§ Bloco de texto:
>>>
Mas, num ponto, todos concordam: por trás do homem que deixou de ser o Aecinho (Aécim na pronúncia mineira) para se tornar o governador, está o braço forte de uma mulher.
É Andréa Neves, irmã de Aécio e em quem o avô Tancredo via talento político, mas de quem guardava uma enorme distância ideológica.
Nos tempos em que cursava jornalismo na PUC do Rio, Andrea era vista como simpatizante do PT e frequentava as rodas da esquerda. No episódio em que explodiram a bomba no Riocentro, ela estava no show em comemoração ao Dia do Trabalhador.
Nas voltas que o mundo dá, 22 anos depois, no governo do irmão em Minas Gerais, Andrea respondeu formalmente pela assistência social, mas cuidava de outros assuntos, como o relacionamento com a imprensa.
O ex-diretor da Rede Globo em Minas Gerais, Marco Nascimento, conta que foi demitido depois que a emissora mostrou em rede nacional que o crack era consumido livremente numa área do centro de Belo Horizonte, numa reportagem interpretada como falha na política de combate às drogas no governo de Aécio Neves.
<<<
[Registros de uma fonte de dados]
>>>
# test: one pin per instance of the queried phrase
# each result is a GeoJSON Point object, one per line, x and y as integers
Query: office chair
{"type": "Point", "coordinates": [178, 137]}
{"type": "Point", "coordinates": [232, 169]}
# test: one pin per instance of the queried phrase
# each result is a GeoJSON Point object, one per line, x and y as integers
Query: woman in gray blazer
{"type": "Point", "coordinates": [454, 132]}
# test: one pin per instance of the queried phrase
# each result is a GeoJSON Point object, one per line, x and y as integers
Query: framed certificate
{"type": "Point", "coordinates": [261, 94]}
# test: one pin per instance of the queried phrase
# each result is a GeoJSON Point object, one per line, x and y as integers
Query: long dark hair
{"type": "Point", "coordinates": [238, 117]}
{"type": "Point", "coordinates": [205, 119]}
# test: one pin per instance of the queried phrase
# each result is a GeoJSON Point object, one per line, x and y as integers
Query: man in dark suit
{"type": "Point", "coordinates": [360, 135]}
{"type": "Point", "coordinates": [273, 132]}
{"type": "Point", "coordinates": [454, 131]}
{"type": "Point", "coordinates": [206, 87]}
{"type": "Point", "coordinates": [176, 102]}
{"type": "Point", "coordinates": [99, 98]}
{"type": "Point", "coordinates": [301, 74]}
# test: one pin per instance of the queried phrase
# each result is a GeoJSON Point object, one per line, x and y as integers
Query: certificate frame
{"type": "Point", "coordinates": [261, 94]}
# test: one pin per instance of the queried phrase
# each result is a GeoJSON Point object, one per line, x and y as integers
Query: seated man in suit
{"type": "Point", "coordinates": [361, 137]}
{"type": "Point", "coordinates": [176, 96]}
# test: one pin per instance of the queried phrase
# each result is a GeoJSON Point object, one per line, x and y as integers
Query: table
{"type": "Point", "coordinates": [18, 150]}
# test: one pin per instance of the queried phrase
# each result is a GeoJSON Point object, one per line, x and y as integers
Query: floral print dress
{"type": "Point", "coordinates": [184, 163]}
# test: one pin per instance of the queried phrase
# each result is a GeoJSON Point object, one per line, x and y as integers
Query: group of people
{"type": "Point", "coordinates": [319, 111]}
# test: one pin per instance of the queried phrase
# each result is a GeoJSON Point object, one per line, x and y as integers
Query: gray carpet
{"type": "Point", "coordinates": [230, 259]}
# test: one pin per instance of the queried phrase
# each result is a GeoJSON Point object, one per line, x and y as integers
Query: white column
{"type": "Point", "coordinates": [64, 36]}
<<<
§ Conjunto de tarefas:
(a) Reproduza o trecho sobre Andréa Neves entre "Nas voltas que" e "de Aécio Neves.", inclusive.
(b) Prossiga com o trecho sobre Andréa Neves a partir do ponto em que ele termina.

§ Respostas em ordem:
(a)
Nas voltas que o mundo dá, 22 anos depois, no governo do irmão em Minas Gerais, Andrea respondeu formalmente pela assistência social, mas cuidava de outros assuntos, como o relacionamento com a imprensa.
O ex-diretor da Rede Globo em Minas Gerais, Marco Nascimento, conta que foi demitido depois que a emissora mostrou em rede nacional que o crack era consumido livremente numa área do centro de Belo Horizonte, numa reportagem interpretada como falha na política de combate às drogas no governo de Aécio Neves.

(b)
Depois da reportagem, segundo Marco, Andrea foi ao Rio de Janeiro se queixar ao diretor de jornalismo. Voltou com a cabeça de Marco Nascimento na bagagem.
Andréa também assumiu a propriedade da rádio Arco Íris, de Minas Gerais, depois que Aécio se elegeu governador, para evitar uma situação de ilegalidade.
Mas o indício de que se tratou de uma mudança de fachada veio à tona depois que, parado numa blitz policial no Rio de Janeiro, Aécio Neves se recusou a fazer o teste de bafômetro e teve a carteira de habilitação apreendida.
É que, como resultado da blitz, a Polícia do Rio de Janeiro mandou ao Detran de Minas Gerais a cobrança de uma multa.
A multa vazou na internet, com a informação de que o carro de Aécio estava em nome da rádio Arco Íris.
A rádio tinha um patrimônio declarado modesto, de apenas 200 mil reais, mas contava com uma frota de doze carros de luxo.
A oposição e o Ministério Público tentaram investigar o uso da rádio como fachada para bens pessoais de Aécio, mas os inquéritos não prosperaram.
O argumento dos deputados é que, sendo a rádio propriedade de Aécio, ela não poderia ter recebido verbas públicas, na forma de anúncio publicitário, durante seu governo.
O então procurador-geral da República, Roberto Gurgel, a quem cabia a investigação de quem tem foro privilegiado, como é o caso de senador, arquivou a denúncia feita por deputados de oposição.
Gurgel tomou a decisão pouco antes de deixar o cargo de procurador-geral, em que se destacou pelo rigor na denúncia contra os petistas acusados de envolvimento no mensalão.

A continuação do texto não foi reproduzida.